__DIRECTIONS FOR THIS TASK__. Repeat every line that appears below, with nothing altered.

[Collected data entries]

########################################

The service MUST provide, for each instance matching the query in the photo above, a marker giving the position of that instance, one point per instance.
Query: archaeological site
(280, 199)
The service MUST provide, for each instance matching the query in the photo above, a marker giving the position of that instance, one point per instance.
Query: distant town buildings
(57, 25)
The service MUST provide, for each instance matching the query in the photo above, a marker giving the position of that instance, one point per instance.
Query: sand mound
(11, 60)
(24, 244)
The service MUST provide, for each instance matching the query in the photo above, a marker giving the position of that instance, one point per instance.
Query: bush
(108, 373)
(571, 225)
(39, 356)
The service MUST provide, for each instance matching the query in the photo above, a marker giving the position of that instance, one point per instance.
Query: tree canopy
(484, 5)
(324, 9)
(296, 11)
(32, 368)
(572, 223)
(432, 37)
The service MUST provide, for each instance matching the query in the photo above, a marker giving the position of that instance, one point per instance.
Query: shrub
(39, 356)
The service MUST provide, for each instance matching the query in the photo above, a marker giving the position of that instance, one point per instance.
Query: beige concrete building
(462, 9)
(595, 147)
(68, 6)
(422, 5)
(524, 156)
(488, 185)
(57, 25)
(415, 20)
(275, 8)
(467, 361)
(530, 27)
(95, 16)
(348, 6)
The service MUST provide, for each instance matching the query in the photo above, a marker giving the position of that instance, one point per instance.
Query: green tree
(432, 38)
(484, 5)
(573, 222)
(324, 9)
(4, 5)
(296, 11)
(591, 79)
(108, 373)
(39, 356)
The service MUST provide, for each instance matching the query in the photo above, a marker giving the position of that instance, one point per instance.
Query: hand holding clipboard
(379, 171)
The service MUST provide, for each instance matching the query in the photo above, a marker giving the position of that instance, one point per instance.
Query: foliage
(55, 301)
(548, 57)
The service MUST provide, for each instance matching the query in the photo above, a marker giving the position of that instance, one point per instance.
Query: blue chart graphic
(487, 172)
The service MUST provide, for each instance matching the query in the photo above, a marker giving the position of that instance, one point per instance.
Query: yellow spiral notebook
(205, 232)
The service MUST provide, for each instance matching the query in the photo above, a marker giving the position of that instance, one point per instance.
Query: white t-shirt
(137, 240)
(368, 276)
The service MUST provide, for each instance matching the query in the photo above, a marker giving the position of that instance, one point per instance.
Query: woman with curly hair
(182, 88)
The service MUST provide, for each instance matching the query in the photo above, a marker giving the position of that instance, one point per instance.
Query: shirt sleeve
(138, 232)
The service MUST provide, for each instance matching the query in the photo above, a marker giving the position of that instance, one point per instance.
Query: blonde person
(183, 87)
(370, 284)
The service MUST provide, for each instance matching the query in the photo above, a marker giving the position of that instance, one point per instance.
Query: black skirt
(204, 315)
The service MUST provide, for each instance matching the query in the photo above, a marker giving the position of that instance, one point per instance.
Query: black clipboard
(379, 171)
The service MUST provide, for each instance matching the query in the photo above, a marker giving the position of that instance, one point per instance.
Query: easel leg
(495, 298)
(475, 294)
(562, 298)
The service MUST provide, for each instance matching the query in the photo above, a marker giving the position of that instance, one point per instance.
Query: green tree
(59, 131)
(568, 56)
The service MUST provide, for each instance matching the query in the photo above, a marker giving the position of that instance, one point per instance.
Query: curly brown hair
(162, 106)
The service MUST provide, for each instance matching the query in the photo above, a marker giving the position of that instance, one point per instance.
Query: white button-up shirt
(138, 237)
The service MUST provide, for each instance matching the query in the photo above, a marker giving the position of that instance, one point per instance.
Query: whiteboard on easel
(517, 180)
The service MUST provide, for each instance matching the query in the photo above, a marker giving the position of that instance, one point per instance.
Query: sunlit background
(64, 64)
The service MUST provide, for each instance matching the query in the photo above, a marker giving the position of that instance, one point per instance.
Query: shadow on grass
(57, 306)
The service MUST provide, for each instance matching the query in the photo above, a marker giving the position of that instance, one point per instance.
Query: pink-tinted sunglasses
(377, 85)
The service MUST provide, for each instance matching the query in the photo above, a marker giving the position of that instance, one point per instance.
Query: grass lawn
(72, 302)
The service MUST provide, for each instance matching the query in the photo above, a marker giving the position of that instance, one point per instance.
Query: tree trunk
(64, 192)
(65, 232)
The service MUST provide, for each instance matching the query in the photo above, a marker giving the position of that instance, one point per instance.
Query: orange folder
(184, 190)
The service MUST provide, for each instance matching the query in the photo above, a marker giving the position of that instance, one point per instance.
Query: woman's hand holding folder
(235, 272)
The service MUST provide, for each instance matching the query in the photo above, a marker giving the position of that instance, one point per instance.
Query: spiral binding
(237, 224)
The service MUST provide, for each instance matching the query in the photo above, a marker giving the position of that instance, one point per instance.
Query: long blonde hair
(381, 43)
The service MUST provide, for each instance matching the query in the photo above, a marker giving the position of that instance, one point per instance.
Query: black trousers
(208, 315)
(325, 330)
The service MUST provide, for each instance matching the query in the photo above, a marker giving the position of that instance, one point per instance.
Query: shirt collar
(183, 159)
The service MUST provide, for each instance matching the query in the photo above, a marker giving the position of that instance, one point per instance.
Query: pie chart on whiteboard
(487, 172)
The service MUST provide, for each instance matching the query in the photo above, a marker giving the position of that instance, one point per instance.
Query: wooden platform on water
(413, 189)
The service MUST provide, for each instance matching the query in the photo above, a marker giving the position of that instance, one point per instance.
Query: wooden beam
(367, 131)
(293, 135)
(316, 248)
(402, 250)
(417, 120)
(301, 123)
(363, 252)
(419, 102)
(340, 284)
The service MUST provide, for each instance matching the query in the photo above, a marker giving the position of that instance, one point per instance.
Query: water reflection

########################################

__RESULT FOR THIS EXERCISE__.
The service MUST provide, for each instance matching the query in the photo above, a marker giving the position of that instance, one point per instance.
Query: archaeological site
(280, 199)
The service MUST provide, for each instance matching the query in the photo above, a marker giving the position of that instance, one point per instance.
Query: distant town buildings
(57, 25)
The service MUST provide, for each instance matching the query in the photo above, a marker giving the position of that instance, one point per instance.
Query: sand mound
(11, 60)
(24, 244)
The service MUST provide, for each instance matching the query in the photo above, a marker giving the position of that instance, one point per instance.
Query: bush
(108, 373)
(571, 225)
(39, 356)
The service MUST provide, for each instance matching the query in the photo above, a marker giving the position of that instance, one point per instance.
Query: tree canopy
(484, 5)
(324, 9)
(296, 11)
(32, 368)
(572, 223)
(432, 37)
The service MUST provide, for each instance matching the query in the photo above, a marker giving the position of that instance, one point per instance.
Query: shrub
(39, 356)
The service MUST provide, for each instance matching the query in the photo above, a marker giving the position of that instance, one point per instance.
Query: beige concrete building
(462, 9)
(595, 147)
(68, 6)
(422, 5)
(524, 156)
(488, 185)
(57, 25)
(415, 20)
(275, 8)
(467, 361)
(530, 27)
(95, 16)
(348, 6)
The service MUST provide, for each instance matching the query in the photo above, a marker giving the position of that instance, one point per instance.
Query: green tree
(432, 38)
(484, 5)
(573, 222)
(324, 9)
(4, 5)
(296, 11)
(591, 79)
(108, 373)
(39, 356)
The service MUST provide, for each instance matching the query in the photo above, a marker giving the position of that instance, one point per instance.
Query: hand holding clipboard
(379, 171)
The service MUST provide, for each instance matching the query in the photo above, a marker giving the position of that instance, one point per instance.
Query: foliage
(55, 301)
(548, 57)
The service MUST provide, for each instance matching the query in the photo above, a marker giving the position of that instance, one point per instance.
Query: blue chart graphic
(487, 172)
The service MUST provide, for each instance matching the query in the photo above, a marker giving the position of that instance, one point per instance.
Query: yellow spiral notebook
(205, 232)
The service MUST provide, for each instance matching the query in the photo above, a marker giving the position of that instance, one point per instance.
Query: white t-shirt
(137, 240)
(368, 276)
The service MUST provide, for each instance matching the query in the photo above, a marker giving the position of that instance, one point per instance.
Query: woman with curly hair
(182, 88)
The service MUST provide, for each instance matching the query in the photo above, a marker giving the position of that instance, one point per instance.
Query: shirt sleeve
(138, 232)
The service MUST provide, for each instance matching the query in the photo above, a marker giving the position of that instance, one point per instance.
Query: blonde person
(183, 87)
(370, 284)
The service MUST provide, for each instance matching the query in the photo above, a marker giving the position of that instance, one point per instance.
Query: black skirt
(204, 315)
The service MUST provide, for each instance matching the query in the photo above, a marker giving the position of that instance, one point per instance.
Query: black clipboard
(379, 171)
The service MUST provide, for each instance matching the query in the photo above, a marker giving the position of that instance, one point per instance.
Query: easel leg
(495, 298)
(475, 294)
(562, 298)
The service MUST provide, for each instance matching the query in the photo above, a marker giving the position of that instance, one point per instance.
Query: green tree
(59, 131)
(568, 56)
The service MUST provide, for each instance matching the query in the photo above, a marker giving the position of that instance, one point per instance.
Query: curly brown hair
(162, 106)
The service MUST provide, for each instance matching the query in the photo above, a marker giving the position of that instance, one point per instance.
Query: white button-up shirt
(138, 237)
The service MUST provide, for each instance matching the query in the photo above, a marker giving the position of that instance, one point per instance.
Query: whiteboard on easel
(517, 180)
The service MUST provide, for each instance matching the query in the photo above, a marker giving the position of that instance, one point per instance.
Query: sunlit background
(64, 64)
The service MUST provide, for each instance matching the query in the photo above, a marker giving the position of that instance, one point per instance.
Query: shadow on grass
(57, 306)
The service MUST provide, for each instance matching the query in the photo above, a marker giving the position of that instance, one point per instance.
Query: pink-tinted sunglasses
(377, 85)
The service MUST provide, for each instance matching the query in the photo above, a marker giving the position of that instance, one point per instance.
Query: grass lawn
(72, 302)
The service MUST provide, for each instance matching the query in the photo above, a marker giving the position of that instance, one point per instance.
Query: tree trunk
(64, 192)
(65, 232)
The service MUST provide, for each instance matching the query in the photo above, a marker giving the position of that instance, one point per instance.
Query: orange folder
(184, 190)
The service MUST provide, for each instance matching the query in the photo above, a marker giving the position of that instance, one point per instance.
Query: woman's hand holding folder
(235, 272)
The service MUST provide, for each instance matching the query in the photo above, a marker giving the position of that instance, one point per instance.
Query: spiral binding
(237, 224)
The service MUST provide, for each instance matching the query in the photo above, a marker giving the position of that instance, one point per instance.
Query: long blonde hair
(381, 43)
The service MUST provide, for each instance matching the query in the photo above, a marker giving the position of that instance, one point per instance.
Query: black trousers
(208, 315)
(325, 330)
The service MUST provide, for each instance matching the query in the photo above, a marker giving the position of that instance, one point per instance.
Query: shirt collar
(183, 159)
The service MUST provide, for each instance matching the query in the photo above, a marker giving the position of that instance, one point per instance.
Query: pie chart on whiteboard
(487, 172)
The service MUST provide, for each instance matching the query in the photo above, a marker giving the position of that instance, one point per instance.
Query: wooden platform on water
(413, 189)
The service MUST provide, for each instance matching the query in the photo above, a marker giving the position of that instance, one point per instance.
Query: wooden beam
(367, 131)
(293, 135)
(316, 248)
(402, 250)
(417, 120)
(301, 123)
(363, 252)
(419, 102)
(340, 284)
The service MUST provide, for each instance matching the query in the photo above, a marker giving the position of that instance, one point per instance.
Query: water reflection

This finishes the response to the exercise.